* [RECORDS FOR THIS TASK]

-.-.-

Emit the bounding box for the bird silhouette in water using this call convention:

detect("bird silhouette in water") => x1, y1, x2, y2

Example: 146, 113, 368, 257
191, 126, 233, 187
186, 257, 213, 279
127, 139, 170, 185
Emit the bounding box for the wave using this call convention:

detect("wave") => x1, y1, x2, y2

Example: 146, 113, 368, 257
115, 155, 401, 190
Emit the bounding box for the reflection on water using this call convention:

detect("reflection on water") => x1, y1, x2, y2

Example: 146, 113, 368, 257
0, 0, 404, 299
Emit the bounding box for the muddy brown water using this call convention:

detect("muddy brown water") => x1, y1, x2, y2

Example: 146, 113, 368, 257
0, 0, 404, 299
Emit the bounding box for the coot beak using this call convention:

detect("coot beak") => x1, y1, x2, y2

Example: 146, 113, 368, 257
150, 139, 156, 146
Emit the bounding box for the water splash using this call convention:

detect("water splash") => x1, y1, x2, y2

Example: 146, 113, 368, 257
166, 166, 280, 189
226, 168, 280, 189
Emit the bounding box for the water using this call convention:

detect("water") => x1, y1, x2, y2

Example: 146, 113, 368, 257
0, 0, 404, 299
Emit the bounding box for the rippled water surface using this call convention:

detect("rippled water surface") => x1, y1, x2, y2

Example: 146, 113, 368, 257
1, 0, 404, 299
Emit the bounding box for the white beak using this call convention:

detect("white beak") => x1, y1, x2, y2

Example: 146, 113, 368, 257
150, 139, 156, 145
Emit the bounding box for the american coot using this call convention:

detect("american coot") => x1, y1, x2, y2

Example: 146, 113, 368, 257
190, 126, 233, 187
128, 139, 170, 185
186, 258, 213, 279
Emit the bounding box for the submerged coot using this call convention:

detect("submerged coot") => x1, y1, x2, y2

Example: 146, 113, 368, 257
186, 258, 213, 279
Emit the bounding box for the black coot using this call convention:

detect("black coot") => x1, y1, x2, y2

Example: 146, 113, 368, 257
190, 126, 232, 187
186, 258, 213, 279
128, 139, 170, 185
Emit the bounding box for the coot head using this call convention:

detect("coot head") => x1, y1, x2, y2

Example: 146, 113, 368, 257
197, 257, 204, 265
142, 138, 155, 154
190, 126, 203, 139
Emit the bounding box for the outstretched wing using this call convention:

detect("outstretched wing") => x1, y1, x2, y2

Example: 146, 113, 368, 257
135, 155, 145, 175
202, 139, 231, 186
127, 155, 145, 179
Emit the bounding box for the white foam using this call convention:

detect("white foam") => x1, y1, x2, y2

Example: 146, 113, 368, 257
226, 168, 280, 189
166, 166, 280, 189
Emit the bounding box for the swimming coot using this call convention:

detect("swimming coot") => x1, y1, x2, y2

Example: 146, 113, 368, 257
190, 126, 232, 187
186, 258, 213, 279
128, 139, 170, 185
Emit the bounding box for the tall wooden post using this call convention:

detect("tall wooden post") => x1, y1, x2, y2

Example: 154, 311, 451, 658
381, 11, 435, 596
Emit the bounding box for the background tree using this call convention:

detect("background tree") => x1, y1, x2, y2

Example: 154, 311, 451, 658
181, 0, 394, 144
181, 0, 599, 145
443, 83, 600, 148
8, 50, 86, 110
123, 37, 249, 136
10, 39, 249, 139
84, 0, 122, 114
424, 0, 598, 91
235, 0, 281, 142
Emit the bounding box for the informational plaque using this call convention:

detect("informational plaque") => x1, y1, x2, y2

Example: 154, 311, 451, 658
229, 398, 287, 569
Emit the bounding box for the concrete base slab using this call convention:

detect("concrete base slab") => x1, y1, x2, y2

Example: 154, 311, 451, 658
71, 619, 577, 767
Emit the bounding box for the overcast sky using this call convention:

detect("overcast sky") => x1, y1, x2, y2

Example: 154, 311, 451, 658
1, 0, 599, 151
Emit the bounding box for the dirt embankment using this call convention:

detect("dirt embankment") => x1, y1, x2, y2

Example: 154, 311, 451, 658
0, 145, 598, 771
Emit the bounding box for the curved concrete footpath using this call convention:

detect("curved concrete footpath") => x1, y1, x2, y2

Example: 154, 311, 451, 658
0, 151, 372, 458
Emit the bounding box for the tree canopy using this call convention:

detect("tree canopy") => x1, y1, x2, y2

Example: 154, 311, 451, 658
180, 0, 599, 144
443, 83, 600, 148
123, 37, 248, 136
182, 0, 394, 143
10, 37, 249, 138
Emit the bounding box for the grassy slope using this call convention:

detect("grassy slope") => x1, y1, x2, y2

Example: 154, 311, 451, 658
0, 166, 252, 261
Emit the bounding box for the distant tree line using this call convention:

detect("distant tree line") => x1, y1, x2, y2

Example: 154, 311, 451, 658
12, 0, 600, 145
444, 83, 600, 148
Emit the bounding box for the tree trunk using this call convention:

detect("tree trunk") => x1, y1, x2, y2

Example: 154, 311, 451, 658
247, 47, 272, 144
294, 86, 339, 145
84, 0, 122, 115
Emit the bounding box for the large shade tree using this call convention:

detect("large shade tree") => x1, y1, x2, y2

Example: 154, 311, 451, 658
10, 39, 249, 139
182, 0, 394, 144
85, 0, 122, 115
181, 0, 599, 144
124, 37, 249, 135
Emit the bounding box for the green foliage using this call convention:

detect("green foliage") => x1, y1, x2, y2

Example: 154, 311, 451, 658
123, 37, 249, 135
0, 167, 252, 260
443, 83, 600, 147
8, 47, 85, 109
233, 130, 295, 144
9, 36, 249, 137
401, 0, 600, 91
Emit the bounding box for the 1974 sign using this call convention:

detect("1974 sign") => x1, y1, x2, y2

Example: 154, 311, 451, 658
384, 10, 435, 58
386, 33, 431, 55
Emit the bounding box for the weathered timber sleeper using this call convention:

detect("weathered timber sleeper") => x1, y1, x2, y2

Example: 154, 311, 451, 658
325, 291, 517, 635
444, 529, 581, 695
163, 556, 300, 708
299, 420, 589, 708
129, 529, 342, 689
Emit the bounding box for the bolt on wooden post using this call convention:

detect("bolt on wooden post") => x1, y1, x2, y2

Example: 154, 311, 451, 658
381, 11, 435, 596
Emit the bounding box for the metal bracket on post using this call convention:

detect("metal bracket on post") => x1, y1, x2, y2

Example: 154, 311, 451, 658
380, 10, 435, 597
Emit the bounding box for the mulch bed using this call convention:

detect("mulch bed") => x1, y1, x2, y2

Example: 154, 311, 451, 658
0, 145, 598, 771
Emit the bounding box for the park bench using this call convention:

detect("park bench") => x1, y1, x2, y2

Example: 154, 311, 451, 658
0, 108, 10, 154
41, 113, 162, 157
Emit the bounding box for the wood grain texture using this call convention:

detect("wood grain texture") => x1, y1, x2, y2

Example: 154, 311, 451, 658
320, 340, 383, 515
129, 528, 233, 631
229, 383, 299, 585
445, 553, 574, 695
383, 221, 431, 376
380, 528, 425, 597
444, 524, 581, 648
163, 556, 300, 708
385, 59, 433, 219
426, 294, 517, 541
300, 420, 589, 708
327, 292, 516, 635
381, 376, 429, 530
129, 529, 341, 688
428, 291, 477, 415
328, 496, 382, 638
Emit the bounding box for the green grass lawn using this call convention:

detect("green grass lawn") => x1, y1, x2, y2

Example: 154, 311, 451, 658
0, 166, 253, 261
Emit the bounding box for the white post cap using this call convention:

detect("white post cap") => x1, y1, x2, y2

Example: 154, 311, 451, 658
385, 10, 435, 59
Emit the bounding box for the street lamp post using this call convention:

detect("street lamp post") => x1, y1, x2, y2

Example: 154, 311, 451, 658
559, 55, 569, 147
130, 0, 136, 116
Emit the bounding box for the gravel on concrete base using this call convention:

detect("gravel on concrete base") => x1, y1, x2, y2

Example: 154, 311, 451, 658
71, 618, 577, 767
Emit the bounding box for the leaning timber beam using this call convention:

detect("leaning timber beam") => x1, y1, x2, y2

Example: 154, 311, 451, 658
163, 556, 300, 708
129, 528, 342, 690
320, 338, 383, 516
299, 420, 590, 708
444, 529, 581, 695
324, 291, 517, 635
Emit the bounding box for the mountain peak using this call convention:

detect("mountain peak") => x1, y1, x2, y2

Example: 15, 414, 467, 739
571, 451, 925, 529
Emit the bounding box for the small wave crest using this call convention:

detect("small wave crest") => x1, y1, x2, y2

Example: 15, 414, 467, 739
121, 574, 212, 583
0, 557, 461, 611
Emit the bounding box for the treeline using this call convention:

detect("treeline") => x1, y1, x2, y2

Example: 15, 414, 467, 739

-.-.-

* [EXERCISE] Please report the number of lines in the data that include the word "lamp", and add no other text.

* [WORKED SOLUTION] 2